(Beginning of DOCUMENT SEGMENT)

Over the summer, Sen. Mike Lee, Utah Republican, introduced the CBO Show Your Work Act, which would require the office to publish its data and modeling it uses in its scoring.
“CBO would keep its role as official scorekeeper of congressional budget proposals — but now the American people and the economic community would be able to see what’s going on in all those spreadsheets and algorithms,” Mr. Lee said.
Mr. Hall said he is with Mr. Lee and the agency does need to be more transparent, giving the public a better sense of what is behind the analysis. But he cautioned that too much work on those efforts could pull resources away from the staff’s primary duties.
“We [have] this really big task if we were to take an effort to put all our models up. I mean, that’s years and years of work and a lot more people than we have right now,” he said.
“I don’t want to use the word negotiating, but we’ve got some back and forth with Congress about what’s feasible and what sort of resources we’ve got to do it in some way that’s as helpful as possible without stopping our work entirely, which would be the extreme on this,” he said.
’Unilateral disarmament’
Though the CBO has been under the gun this year, complaints about the office date back almost to its creation in the 1970s.
President Reagan tried to oust the office’s first director, Alice Rivlin, when he didn’t like the agency’s projections for his budget, said Philip G. Joyce, a University of Maryland professor and author of “The Congressional Budget Office: Honest Numbers, Power, and Policymaking.”
“The law says that a CBO director can be removed by a vote of either house of the Congress,” Mr. Joyce said. “So the Reagan administration actually went to the Republicans in the Senate and tried to get Alice Rivlin removed as director by having the Senate vote to throw her out.”

(End of DOCUMENT SEGMENT)
(Beginning of DATA UNDER STUDY)

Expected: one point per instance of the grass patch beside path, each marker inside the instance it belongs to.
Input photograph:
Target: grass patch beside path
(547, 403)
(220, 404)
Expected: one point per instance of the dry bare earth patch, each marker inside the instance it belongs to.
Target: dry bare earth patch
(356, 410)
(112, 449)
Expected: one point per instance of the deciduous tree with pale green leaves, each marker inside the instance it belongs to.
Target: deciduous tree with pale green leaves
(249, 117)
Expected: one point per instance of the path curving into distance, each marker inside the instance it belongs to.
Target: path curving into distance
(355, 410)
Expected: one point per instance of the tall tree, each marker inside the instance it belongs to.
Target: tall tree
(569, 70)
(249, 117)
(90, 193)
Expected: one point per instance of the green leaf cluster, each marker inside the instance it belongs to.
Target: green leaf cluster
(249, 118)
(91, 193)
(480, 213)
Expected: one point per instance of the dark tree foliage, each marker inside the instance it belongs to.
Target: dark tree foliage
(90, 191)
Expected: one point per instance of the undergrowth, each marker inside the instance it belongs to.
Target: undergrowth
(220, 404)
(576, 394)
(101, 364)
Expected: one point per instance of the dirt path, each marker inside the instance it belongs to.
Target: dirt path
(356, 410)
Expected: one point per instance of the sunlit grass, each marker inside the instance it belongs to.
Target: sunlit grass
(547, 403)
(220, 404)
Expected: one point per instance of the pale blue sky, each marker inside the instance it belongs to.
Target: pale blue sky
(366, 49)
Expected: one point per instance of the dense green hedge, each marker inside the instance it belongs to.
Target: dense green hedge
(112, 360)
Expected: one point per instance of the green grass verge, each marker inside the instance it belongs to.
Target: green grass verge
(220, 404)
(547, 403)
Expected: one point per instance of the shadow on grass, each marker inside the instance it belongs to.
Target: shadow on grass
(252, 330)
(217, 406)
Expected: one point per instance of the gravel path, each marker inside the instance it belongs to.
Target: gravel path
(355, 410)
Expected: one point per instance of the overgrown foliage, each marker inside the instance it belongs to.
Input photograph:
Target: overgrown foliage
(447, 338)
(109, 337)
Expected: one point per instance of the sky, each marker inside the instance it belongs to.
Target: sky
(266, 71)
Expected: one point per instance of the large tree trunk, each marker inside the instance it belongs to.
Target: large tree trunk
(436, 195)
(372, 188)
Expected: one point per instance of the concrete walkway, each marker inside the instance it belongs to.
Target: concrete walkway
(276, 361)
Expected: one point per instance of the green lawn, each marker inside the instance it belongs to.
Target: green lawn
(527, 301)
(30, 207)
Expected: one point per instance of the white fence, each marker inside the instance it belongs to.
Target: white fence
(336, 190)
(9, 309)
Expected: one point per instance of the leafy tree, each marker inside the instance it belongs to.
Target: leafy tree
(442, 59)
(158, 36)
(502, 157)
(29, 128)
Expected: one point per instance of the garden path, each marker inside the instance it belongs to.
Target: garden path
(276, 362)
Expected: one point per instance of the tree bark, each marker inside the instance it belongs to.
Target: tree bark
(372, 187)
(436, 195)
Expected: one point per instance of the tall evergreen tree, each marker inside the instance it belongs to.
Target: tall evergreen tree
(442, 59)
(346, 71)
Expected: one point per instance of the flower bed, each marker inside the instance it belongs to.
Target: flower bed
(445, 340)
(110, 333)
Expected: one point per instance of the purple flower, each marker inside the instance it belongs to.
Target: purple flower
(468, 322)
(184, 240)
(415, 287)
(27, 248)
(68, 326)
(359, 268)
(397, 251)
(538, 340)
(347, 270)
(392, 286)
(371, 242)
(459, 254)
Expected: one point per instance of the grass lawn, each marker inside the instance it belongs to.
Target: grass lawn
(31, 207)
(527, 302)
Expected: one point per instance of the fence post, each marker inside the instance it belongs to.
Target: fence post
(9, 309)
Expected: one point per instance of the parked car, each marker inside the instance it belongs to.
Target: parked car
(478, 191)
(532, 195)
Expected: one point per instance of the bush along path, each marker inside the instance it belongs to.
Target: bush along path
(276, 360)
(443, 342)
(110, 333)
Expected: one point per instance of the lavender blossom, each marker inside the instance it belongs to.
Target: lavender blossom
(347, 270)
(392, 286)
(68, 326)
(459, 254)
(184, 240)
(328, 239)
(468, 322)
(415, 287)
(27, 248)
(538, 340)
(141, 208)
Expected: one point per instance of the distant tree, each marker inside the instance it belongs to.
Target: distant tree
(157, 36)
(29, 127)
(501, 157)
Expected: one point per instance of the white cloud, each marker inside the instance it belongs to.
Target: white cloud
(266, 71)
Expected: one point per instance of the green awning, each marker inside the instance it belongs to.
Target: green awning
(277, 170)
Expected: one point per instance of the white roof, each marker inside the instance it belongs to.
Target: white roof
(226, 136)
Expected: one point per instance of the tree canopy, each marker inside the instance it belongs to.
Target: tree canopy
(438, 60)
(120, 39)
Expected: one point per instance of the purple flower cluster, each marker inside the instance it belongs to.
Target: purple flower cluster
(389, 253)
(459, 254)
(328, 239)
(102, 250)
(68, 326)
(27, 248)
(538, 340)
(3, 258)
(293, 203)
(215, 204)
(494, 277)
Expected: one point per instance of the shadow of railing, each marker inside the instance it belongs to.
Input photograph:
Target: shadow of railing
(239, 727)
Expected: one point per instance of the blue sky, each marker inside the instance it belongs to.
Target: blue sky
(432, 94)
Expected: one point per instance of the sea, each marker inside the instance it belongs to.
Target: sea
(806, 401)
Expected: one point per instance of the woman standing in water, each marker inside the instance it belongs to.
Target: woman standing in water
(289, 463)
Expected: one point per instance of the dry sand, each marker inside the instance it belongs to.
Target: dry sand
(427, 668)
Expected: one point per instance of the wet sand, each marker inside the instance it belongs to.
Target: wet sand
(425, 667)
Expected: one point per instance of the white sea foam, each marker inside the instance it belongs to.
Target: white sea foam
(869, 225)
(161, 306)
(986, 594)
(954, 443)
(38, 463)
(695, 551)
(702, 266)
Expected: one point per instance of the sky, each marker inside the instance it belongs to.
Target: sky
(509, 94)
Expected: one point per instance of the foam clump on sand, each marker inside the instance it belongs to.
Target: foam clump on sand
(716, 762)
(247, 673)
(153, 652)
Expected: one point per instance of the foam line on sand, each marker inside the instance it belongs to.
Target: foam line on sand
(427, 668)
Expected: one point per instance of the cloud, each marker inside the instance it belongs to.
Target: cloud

(End of DATA UNDER STUDY)

Continue the article on criticism of the Congressional Budget Office from the point where it stops.

:: EXERCISE RESPONSE ::
Senate Majority Leader Bob Dole and Budget Committee Chairman Pete Domenici refused the White House’s request.
Democrats have also been displeased with the agency. In the 1990s, the CBO, under Director Robert Reischauer offered up grim projections of President Clinton’s health care plans, Mr. Joyce said.
Mr. Elmendorf said every director faces some degree of criticism, but the most recent round has been more intense and more personalized than in the past.
“What worries me about these past six months is the level of animosity toward CBO seems to have increased, and not because CBO is doing a worse job in any respect but because members of Congress promised a combination of changes that can’t be achieved,” he said.
“And CBO is the bearer of that reality. So that’s not CBO’s fault. That’s the fault of the members who overpromised,” he said.
Mr. Holtz-Eakin said it’s healthy to debate the analysis but that attacks on the analysts are wrong.
“I think it’s misplaced and, in the worst cases, completely inappropriate and disgraceful, to attack the integrity of the people running the place, to accuse them of partisan bias, to question their professionalism and otherwise impugn the integrity of the office. All of that has happened this year, and that’s a shame,” he said.
Mr. Joyce said the strangest suggestions have been for Congress to forgo using the CBO as the final arbiter. That would leave the administration, which always belongs to one political party or another, in charge.
“I find it very surprising and shortsighted when members of Congress attempt to discredit or attack CBO,” Mr. Joyce said. “Because what they’re really doing is they’re engaged in sort of unilateral disarmament.”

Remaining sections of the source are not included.